◆ Stated exercise A ◆
From the passage on Saint Anselm's argument, quote the words from "Even as early" up to and including "of anything else.".
◆ Stated exercise B ◆
According to the passage on Saint Anselm's argument, what does the Ontological Argument attempt to demonstrate?

Even as early as the eleventh century, people doubted the existence of God. Saint Anselm, one of the most important Christian philosophers of his time, tried to change the minds of these nonbelievers. To clarify the confusion, he developed the Ontological Argument. The Ontological Argument attempts to demonstrate that God exists in the understanding, and therefore exists in reality as well. Although it is a clever argument, I argue that Saint Anselm fails because he incorrectly claims something to be greater just by comparing existence only and also because one can apply the argument’s same reasoning in order to prove the existence of anything else.

◆ Supplied information ◆
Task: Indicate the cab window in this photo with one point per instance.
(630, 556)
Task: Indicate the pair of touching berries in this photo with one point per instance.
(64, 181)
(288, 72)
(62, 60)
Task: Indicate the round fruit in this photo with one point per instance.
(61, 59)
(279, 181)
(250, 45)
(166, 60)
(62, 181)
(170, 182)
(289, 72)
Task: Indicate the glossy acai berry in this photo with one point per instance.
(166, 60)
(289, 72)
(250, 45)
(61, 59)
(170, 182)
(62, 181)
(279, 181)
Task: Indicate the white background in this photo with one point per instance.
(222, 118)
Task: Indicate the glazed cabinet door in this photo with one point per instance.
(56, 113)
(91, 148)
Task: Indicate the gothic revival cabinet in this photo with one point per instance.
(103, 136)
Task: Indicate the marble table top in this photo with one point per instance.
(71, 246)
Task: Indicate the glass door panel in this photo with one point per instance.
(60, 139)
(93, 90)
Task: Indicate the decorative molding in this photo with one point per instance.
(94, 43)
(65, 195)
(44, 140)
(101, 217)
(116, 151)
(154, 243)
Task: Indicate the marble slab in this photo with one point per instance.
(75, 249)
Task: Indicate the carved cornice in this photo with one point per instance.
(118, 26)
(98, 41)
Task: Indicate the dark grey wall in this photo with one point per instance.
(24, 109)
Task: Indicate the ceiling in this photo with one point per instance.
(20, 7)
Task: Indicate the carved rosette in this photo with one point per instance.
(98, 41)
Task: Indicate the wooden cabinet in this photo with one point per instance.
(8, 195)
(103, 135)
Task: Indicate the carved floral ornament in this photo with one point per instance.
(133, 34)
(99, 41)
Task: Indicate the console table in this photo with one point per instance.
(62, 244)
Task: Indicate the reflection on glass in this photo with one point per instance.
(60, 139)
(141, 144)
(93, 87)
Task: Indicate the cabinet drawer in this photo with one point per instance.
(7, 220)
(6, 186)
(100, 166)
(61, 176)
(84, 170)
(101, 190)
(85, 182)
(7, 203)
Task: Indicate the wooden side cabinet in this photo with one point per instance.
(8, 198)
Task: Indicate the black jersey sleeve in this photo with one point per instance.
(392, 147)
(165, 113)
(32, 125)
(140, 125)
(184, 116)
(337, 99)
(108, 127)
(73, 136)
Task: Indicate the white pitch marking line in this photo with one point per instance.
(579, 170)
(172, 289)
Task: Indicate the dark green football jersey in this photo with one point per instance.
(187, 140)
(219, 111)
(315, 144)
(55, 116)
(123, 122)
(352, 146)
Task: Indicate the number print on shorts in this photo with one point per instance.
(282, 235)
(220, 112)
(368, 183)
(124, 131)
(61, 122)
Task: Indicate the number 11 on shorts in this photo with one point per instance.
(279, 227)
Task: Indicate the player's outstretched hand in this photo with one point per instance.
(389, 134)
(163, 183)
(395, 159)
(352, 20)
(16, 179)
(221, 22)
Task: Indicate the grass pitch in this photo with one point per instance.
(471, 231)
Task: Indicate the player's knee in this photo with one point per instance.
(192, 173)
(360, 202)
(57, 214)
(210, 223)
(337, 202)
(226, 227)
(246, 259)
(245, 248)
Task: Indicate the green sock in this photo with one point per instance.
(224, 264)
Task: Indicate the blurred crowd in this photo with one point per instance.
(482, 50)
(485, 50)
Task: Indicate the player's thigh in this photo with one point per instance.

◆ Task output A ◆
Even as early as the eleventh century, people doubted the existence of God. Saint Anselm, one of the most important Christian philosophers of his time, tried to change the minds of these nonbelievers. To clarify the confusion, he developed the Ontological Argument. The Ontological Argument attempts to demonstrate that God exists in the understanding, and therefore exists in reality as well. Although it is a clever argument, I argue that Saint Anselm fails because he incorrectly claims something to be greater just by comparing existence only and also because one can apply the argument’s same reasoning in order to prove the existence of anything else.

◆ Task output B ◆
It attempts to demonstrate that God exists in the understanding, and therefore exists in reality as well.